- Occupation: Actress

= Tisha Terrasini Banker =

American actress

Tisha Terrasini Banker is an American actress.

== Career ==
Banker has appeared in numerous plays in various cities, including The Idiot Box, Because They Have No Words, The Book of Liz, Midsummer Night's Dream, and Playhouse Creatures. On television, her credits include roles on Criminal Minds, Sleeper Cell, and Joey. As a voice actress, she voiced Miss Ni in The Emperor's New School and Aurora Soleil in Duck Dodgers.

==Personal life==
Banker is a sister of the Theta Phi Alpha fraternity.
——
- Tasks to carry out
**A.** Return the part of the Banker profile that starts at the words "- Occupation: Actress" and stops after "Phi Alpha fraternity.".
**B.** Locate every line in the records that contains the string "stone", treating case as significant, and copy each of those lines.
The Banker profile and the records have nothing to do with each other.
——
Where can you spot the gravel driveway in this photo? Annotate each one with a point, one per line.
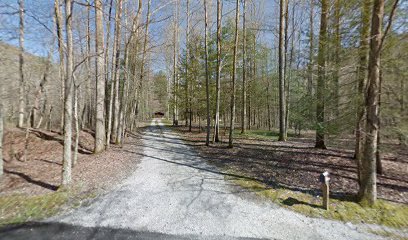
(174, 194)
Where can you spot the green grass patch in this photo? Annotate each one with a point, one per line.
(383, 213)
(166, 122)
(260, 134)
(388, 234)
(16, 209)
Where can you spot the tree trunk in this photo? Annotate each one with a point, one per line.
(337, 47)
(66, 169)
(61, 69)
(218, 80)
(368, 188)
(118, 39)
(234, 70)
(1, 136)
(321, 61)
(243, 115)
(310, 65)
(207, 77)
(175, 44)
(282, 98)
(146, 35)
(188, 97)
(76, 121)
(100, 79)
(21, 108)
(112, 85)
(362, 81)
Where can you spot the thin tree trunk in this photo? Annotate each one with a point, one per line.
(67, 161)
(362, 82)
(378, 152)
(146, 35)
(207, 77)
(40, 92)
(188, 97)
(1, 136)
(282, 98)
(100, 79)
(175, 41)
(21, 108)
(58, 22)
(368, 188)
(337, 47)
(27, 135)
(76, 121)
(112, 77)
(310, 65)
(321, 61)
(234, 69)
(218, 77)
(243, 113)
(118, 39)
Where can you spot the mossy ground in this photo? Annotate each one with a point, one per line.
(16, 209)
(383, 213)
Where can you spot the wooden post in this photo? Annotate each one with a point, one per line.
(324, 180)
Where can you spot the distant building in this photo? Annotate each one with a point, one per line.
(158, 115)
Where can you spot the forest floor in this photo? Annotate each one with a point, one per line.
(29, 190)
(176, 194)
(287, 173)
(173, 189)
(296, 164)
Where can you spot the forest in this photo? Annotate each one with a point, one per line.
(322, 77)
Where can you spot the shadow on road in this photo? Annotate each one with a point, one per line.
(62, 231)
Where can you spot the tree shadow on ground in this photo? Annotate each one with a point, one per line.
(272, 162)
(290, 201)
(33, 181)
(63, 231)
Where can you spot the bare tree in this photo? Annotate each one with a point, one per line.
(67, 161)
(282, 98)
(100, 80)
(175, 45)
(218, 77)
(58, 23)
(207, 80)
(321, 61)
(362, 79)
(310, 64)
(21, 109)
(1, 134)
(116, 82)
(144, 53)
(243, 115)
(234, 70)
(368, 188)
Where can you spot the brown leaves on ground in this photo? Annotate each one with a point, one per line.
(41, 173)
(296, 164)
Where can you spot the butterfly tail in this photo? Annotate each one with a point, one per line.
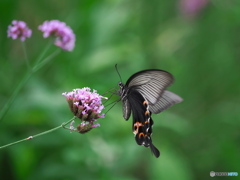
(154, 150)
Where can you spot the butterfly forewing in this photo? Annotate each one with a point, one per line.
(142, 121)
(126, 109)
(166, 100)
(150, 83)
(145, 93)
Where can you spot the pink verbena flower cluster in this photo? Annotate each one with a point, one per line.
(65, 38)
(19, 29)
(85, 105)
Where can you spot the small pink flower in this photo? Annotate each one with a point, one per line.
(87, 106)
(65, 38)
(19, 29)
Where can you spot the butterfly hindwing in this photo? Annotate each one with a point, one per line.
(142, 121)
(145, 93)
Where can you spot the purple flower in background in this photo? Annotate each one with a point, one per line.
(19, 29)
(65, 38)
(85, 105)
(191, 8)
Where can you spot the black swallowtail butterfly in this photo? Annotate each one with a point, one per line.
(145, 93)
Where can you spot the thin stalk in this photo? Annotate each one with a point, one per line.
(40, 134)
(25, 54)
(8, 104)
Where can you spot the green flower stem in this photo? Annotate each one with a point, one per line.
(43, 53)
(8, 104)
(25, 54)
(40, 134)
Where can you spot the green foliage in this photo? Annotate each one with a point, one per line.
(197, 136)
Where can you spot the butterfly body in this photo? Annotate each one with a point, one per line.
(143, 94)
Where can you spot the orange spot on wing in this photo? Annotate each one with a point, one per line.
(145, 102)
(147, 113)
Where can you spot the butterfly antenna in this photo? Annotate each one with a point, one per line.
(118, 72)
(114, 103)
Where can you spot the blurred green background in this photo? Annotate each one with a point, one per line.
(197, 41)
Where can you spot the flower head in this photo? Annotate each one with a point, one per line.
(85, 105)
(19, 29)
(65, 38)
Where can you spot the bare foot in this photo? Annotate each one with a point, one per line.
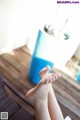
(40, 92)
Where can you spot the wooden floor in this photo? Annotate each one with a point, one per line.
(15, 65)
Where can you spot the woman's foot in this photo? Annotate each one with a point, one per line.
(40, 92)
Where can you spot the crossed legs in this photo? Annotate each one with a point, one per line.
(43, 98)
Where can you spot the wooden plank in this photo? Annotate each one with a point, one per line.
(15, 69)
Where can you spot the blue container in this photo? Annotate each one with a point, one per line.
(78, 77)
(41, 57)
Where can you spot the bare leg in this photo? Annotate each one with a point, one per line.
(54, 109)
(38, 96)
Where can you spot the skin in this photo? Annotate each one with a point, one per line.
(43, 98)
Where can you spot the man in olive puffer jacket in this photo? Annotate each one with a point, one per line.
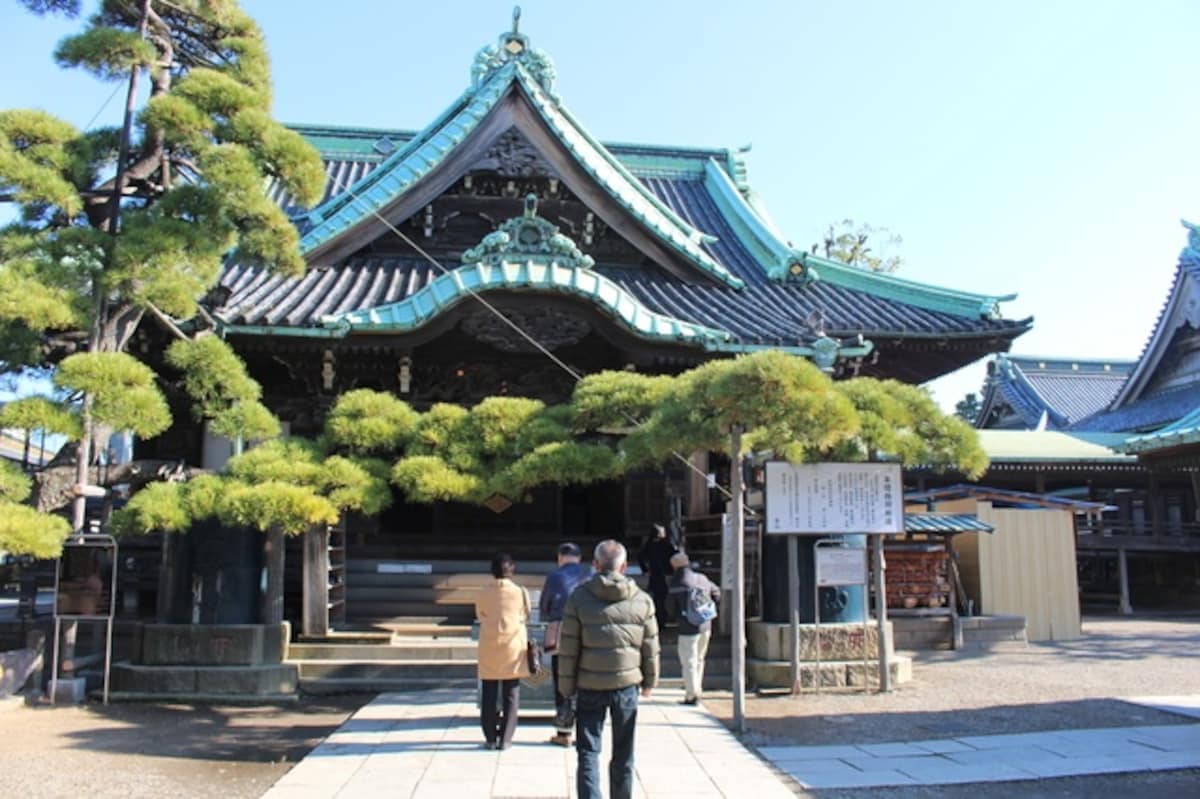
(609, 648)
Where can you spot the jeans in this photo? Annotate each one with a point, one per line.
(693, 650)
(591, 708)
(499, 727)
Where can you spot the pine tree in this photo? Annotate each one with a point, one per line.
(119, 223)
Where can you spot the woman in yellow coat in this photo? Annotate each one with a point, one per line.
(503, 611)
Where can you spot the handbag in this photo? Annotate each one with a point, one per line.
(564, 718)
(533, 658)
(539, 672)
(551, 638)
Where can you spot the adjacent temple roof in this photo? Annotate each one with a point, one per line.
(1023, 390)
(1156, 398)
(714, 274)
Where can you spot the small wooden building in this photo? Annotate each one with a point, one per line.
(1027, 565)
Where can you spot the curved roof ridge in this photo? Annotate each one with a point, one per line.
(1013, 376)
(461, 283)
(1187, 268)
(385, 181)
(678, 233)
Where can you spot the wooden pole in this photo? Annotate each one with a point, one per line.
(881, 614)
(271, 599)
(793, 608)
(738, 614)
(1126, 608)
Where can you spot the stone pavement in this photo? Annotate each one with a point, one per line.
(1000, 758)
(429, 745)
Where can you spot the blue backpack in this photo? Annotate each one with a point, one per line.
(699, 607)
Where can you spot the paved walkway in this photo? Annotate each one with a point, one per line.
(1000, 758)
(429, 745)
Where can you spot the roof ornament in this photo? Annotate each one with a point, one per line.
(1192, 252)
(514, 46)
(528, 238)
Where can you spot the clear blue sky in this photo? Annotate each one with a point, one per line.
(1041, 148)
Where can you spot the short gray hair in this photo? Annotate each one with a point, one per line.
(610, 556)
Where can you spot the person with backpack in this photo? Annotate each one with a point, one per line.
(693, 599)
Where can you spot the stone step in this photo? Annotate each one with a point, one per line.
(456, 613)
(839, 673)
(457, 580)
(385, 668)
(376, 685)
(393, 649)
(432, 626)
(371, 565)
(265, 680)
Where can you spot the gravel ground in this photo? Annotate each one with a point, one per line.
(133, 751)
(1068, 685)
(149, 751)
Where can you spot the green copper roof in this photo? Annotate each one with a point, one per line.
(1045, 445)
(413, 161)
(479, 277)
(783, 262)
(1183, 431)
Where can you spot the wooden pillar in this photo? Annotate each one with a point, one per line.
(1125, 608)
(168, 577)
(270, 610)
(738, 643)
(1152, 498)
(1195, 494)
(315, 618)
(697, 484)
(881, 613)
(793, 608)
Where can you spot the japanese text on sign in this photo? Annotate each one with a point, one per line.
(827, 498)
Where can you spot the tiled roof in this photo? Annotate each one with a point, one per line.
(1145, 414)
(1047, 446)
(766, 312)
(696, 202)
(1002, 498)
(1183, 292)
(945, 523)
(1066, 390)
(1183, 431)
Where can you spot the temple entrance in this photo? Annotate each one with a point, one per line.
(424, 564)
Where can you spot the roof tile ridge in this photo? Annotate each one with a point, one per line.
(486, 94)
(691, 236)
(1183, 270)
(927, 295)
(765, 236)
——
- Task answers
**A.**
- Occupation: Actress

= Tisha Terrasini Banker =

American actress

Tisha Terrasini Banker is an American actress.

== Career ==
Banker has appeared in numerous plays in various cities, including The Idiot Box, Because They Have No Words, The Book of Liz, Midsummer Night's Dream, and Playhouse Creatures. On television, her credits include roles on Criminal Minds, Sleeper Cell, and Joey. As a voice actress, she voiced Miss Ni in The Emperor's New School and Aurora Soleil in Duck Dodgers.

==Personal life==
Banker is a sister of the Theta Phi Alpha fraternity.

**B.**
Where can you spot the stone pavement in this photo? Annotate each one with a point, one per line.
Where can you spot the stone step in this photo? Annotate each one with a point, one per line.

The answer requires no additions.